(Extract to read Opens)

The U.S. Senate failed to forward a bill — despite last-minute proponent appeals — that would have extended Veterans Affairs benefits to thousands of veterans who served in warships off the coast of Vietnam and who were exposed to toxic Agent Orange.

Sen. Mike Enzi (R-Wyo.) was the lone senator to block the Blue Water Navy Vietnam Veterans Act Tuesday. It needed the full Senate's unanimous approval, per the request of lead sponsors Sen. Kristen Gillibrand and Sen. Jon Tester (D-Mont.), Sen. Steve Daines (R-Mont) and Sen. Johnny Isakson (R-Ga.), chairman of the Senate Veterans' Affairs Committee.

Unanimous consent expedites approval but can be stopped if one senator objects.

Enzi defended his objection.

"On this bill, many of us have been made aware of the potential cost growth and the budgetary and operational pressures that would happen at the VA," said Enzi, chairman of the Senate Budget Committee. "They're having a lot of problems, anyway."

(Extract to read Closes)
(Study material Opens)

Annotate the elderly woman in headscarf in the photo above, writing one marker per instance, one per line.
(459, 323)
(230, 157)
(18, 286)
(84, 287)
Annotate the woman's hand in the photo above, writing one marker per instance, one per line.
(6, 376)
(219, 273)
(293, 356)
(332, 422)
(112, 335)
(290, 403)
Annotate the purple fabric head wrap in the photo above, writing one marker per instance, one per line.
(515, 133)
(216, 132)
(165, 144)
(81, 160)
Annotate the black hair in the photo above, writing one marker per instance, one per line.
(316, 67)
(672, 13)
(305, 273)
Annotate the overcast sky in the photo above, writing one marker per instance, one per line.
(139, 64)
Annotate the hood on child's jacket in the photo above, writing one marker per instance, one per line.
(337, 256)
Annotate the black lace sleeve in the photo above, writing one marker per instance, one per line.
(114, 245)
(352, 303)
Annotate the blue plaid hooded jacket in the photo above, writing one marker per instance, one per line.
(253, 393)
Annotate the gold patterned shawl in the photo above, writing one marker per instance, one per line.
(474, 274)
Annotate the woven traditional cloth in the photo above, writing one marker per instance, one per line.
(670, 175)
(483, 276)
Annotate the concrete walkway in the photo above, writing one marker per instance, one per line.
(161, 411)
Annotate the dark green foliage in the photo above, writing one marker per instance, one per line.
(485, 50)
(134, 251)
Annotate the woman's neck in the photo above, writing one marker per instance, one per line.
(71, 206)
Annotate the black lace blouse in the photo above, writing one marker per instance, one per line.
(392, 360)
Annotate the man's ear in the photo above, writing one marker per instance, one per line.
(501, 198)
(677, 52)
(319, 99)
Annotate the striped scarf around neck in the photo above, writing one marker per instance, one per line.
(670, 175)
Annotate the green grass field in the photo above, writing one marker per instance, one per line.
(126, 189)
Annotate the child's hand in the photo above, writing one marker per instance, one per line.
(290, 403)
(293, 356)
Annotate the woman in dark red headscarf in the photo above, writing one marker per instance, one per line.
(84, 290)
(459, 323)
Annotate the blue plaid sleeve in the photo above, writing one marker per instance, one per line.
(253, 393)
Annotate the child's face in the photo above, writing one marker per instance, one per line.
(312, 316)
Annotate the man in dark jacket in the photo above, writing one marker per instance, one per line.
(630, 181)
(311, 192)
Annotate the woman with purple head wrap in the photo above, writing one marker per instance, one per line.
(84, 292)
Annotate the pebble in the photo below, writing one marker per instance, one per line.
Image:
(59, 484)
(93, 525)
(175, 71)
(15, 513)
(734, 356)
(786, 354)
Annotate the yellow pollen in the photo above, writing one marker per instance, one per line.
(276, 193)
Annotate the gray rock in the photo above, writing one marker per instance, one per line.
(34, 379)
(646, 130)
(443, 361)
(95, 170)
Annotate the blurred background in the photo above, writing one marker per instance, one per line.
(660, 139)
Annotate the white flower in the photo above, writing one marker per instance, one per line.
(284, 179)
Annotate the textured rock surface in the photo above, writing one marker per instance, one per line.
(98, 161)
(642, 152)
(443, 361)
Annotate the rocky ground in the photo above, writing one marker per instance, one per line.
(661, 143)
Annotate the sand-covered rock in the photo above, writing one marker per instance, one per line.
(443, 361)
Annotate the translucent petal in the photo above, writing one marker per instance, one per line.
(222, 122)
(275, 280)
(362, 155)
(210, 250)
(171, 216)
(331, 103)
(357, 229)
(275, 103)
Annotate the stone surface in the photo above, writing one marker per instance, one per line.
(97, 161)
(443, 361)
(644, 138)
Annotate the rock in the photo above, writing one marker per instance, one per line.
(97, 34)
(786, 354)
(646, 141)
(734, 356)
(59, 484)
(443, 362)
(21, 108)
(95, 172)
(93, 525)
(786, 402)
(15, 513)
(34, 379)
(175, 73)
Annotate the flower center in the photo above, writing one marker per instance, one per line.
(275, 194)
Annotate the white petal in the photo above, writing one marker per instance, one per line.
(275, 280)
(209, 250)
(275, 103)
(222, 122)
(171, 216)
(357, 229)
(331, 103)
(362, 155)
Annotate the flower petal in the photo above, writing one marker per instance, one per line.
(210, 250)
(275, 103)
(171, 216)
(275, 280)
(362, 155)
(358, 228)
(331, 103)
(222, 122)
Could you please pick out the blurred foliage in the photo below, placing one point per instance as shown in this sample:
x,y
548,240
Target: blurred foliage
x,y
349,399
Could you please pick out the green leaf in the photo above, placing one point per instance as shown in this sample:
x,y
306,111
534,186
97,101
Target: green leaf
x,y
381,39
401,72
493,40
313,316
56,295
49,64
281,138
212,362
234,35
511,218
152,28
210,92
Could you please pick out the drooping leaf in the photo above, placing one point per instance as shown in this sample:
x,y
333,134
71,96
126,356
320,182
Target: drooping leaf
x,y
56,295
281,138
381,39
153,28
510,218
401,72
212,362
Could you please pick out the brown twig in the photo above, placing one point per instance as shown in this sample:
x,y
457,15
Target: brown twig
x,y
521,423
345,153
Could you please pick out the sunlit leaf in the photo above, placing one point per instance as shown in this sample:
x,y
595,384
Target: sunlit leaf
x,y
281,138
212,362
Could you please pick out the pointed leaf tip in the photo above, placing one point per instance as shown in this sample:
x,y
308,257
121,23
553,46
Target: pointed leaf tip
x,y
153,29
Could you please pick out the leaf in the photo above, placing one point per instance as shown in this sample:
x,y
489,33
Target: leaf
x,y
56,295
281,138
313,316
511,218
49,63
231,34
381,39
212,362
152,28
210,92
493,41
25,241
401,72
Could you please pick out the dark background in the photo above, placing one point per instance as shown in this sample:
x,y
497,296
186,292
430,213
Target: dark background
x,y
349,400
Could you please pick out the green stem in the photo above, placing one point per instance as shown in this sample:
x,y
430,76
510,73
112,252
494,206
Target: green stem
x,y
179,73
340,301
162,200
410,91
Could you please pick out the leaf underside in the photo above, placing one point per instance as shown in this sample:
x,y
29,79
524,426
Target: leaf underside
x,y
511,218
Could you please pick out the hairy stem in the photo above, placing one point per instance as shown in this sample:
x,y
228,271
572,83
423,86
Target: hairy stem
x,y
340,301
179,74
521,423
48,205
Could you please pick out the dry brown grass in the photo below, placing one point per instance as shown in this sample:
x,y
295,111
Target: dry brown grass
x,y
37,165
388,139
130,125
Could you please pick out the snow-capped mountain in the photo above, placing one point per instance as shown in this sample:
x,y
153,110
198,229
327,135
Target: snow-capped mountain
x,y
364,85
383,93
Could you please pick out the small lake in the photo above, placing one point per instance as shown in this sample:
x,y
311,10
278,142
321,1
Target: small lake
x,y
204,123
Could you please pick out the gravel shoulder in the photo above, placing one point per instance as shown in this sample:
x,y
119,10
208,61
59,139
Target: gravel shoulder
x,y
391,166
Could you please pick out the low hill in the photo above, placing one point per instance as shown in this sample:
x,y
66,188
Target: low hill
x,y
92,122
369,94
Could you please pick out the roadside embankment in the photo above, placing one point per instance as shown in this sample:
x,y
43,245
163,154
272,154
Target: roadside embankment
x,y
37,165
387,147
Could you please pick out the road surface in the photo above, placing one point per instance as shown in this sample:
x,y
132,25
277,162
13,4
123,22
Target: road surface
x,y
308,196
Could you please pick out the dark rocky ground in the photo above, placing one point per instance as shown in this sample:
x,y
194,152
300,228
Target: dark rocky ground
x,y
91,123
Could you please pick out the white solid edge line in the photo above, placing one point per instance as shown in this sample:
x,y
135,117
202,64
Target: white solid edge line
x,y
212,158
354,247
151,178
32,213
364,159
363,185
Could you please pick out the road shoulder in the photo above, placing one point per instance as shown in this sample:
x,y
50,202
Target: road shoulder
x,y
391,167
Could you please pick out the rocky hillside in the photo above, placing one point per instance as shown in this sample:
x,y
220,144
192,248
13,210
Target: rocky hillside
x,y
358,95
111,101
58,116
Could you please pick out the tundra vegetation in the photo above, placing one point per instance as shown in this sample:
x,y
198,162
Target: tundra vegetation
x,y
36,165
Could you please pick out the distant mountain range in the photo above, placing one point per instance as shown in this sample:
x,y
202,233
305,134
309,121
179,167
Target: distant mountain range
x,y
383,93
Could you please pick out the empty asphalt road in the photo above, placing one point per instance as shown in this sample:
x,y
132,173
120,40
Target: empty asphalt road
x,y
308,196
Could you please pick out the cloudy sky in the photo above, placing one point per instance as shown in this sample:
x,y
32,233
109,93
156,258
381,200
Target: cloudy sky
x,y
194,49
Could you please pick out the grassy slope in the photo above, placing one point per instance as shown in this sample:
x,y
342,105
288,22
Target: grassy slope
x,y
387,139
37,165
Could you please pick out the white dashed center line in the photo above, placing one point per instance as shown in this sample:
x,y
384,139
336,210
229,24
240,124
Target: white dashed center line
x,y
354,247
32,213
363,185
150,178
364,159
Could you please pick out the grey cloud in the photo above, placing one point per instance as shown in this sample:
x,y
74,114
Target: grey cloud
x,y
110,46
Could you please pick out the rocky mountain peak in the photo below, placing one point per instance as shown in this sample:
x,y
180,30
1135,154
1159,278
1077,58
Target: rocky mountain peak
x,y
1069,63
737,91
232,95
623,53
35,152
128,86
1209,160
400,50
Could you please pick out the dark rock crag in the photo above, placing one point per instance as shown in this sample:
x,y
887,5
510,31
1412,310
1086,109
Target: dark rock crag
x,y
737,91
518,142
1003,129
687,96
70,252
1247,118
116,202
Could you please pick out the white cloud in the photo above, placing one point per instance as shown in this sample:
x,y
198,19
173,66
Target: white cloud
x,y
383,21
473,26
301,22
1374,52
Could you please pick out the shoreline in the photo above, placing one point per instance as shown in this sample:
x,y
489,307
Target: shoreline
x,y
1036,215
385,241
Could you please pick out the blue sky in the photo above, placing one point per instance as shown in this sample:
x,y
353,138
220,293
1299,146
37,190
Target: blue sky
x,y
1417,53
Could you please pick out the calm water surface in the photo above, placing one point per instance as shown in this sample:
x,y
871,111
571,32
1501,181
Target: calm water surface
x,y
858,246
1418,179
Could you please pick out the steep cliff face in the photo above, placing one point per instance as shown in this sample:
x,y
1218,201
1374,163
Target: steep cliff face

(Study material Closes)

*Description of the task*
Answer these questions from the excerpt on the Blue Water Navy Vietnam Veterans Act.
(a) Which senator blocked the bill?
(b) What effect does unanimous consent have on approval, and what can stop it?
(c) Which committee did the blocking senator chair?

*Solution to the problem*
(a) Sen. Mike Enzi (R-Wyo.).
(b) It expedites approval, but it can be stopped if one senator objects.
(c) The Senate Budget Committee.